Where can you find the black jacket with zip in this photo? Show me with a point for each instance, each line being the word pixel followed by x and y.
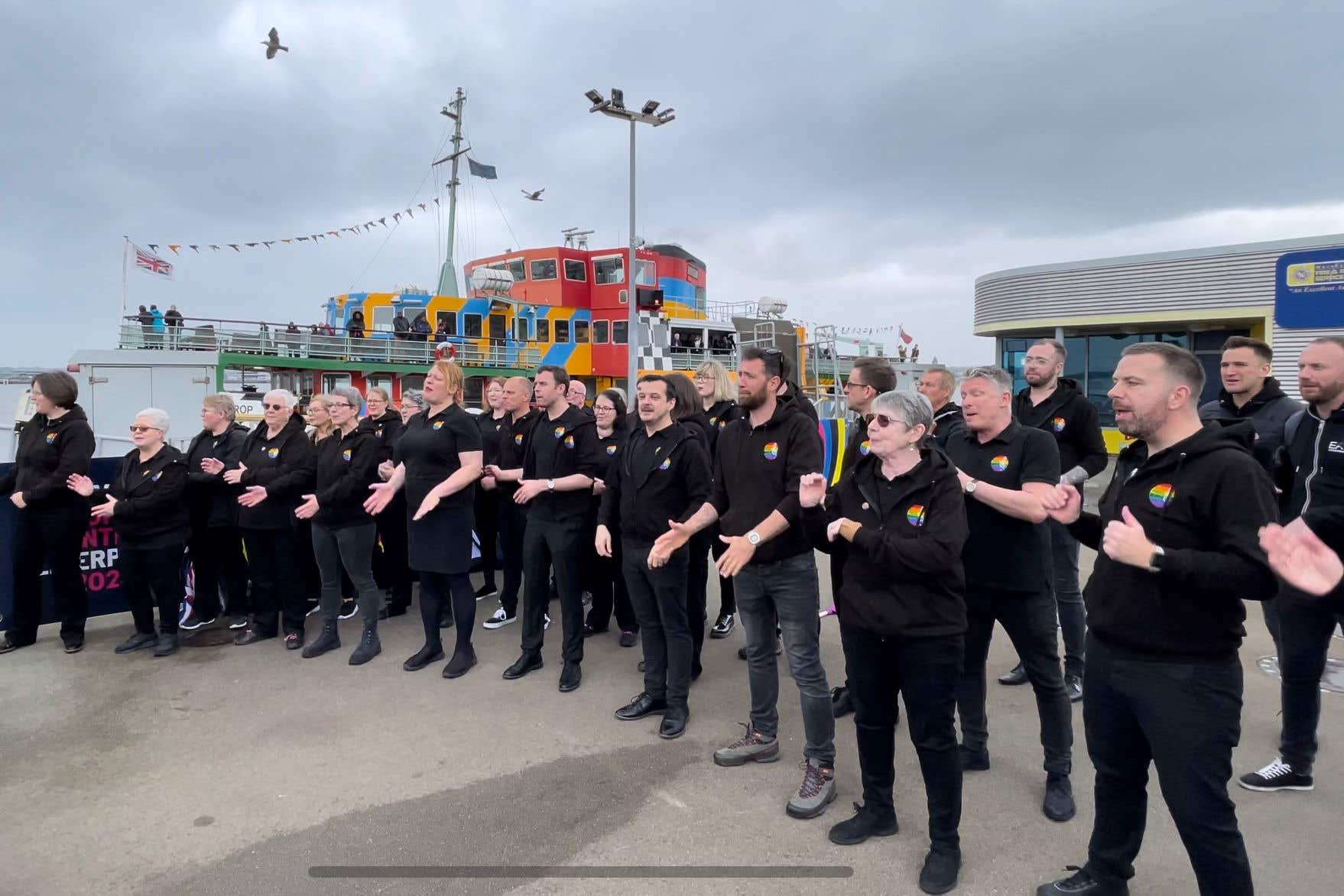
pixel 1268 413
pixel 1072 420
pixel 151 509
pixel 757 472
pixel 284 466
pixel 47 454
pixel 1203 502
pixel 902 574
pixel 638 503
pixel 214 503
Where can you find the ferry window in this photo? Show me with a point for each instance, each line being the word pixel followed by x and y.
pixel 608 271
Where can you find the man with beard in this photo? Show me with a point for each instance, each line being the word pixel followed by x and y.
pixel 1315 457
pixel 1054 404
pixel 1177 524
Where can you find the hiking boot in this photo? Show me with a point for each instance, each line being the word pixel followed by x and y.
pixel 815 793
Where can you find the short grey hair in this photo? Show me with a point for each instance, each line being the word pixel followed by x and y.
pixel 911 409
pixel 285 395
pixel 996 375
pixel 157 418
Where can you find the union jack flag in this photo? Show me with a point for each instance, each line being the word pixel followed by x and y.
pixel 151 264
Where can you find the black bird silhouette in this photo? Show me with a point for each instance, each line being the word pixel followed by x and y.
pixel 273 44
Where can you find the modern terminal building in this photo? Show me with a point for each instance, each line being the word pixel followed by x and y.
pixel 1287 293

> _Description of the task_
Lay out all of the lines above as a JSON list of strings, one string per line, leaving out blank lines and the pictures.

> _Result of this exercise_
[
  "Where can you find the black jacket with zip in this photo? Show me with a point for each instance, each line being the word pixel followed by x and y.",
  "pixel 1268 413",
  "pixel 1072 420",
  "pixel 151 509",
  "pixel 757 472",
  "pixel 284 466",
  "pixel 47 454",
  "pixel 1203 502",
  "pixel 902 574",
  "pixel 638 503",
  "pixel 214 503",
  "Where can you find the ferry window in this photo? Show me with a point for each instance, each line being the word pixel followed by x and y.",
  "pixel 608 271",
  "Where can you find the man with beard in this photo? Show me with a point for each instance, each line being the word pixel followed by x and y.",
  "pixel 1315 457",
  "pixel 1054 404",
  "pixel 1177 524",
  "Where can you find the hiking boot in this photo? Show me with a point for each instance, each line being the word pixel followed by x and y.",
  "pixel 815 793",
  "Where can you find the short grey hair in this photo? Show me with a point for each instance, each line being the word pixel followed by x and y.",
  "pixel 911 409",
  "pixel 285 395",
  "pixel 996 375",
  "pixel 157 418",
  "Where can you find the union jack flag in this photo? Show me with a point for each instance, each line being the word pixel followed by x and y.",
  "pixel 151 264",
  "Where can you find the black bird silhouette in this photo? Show me with a point for each instance, each line being the word pixel followed by x and y.",
  "pixel 273 44",
  "Where can you find the modern terminal building in this photo? Show me with a point for each instance, each line being the word pixel followed by x and y.",
  "pixel 1287 293"
]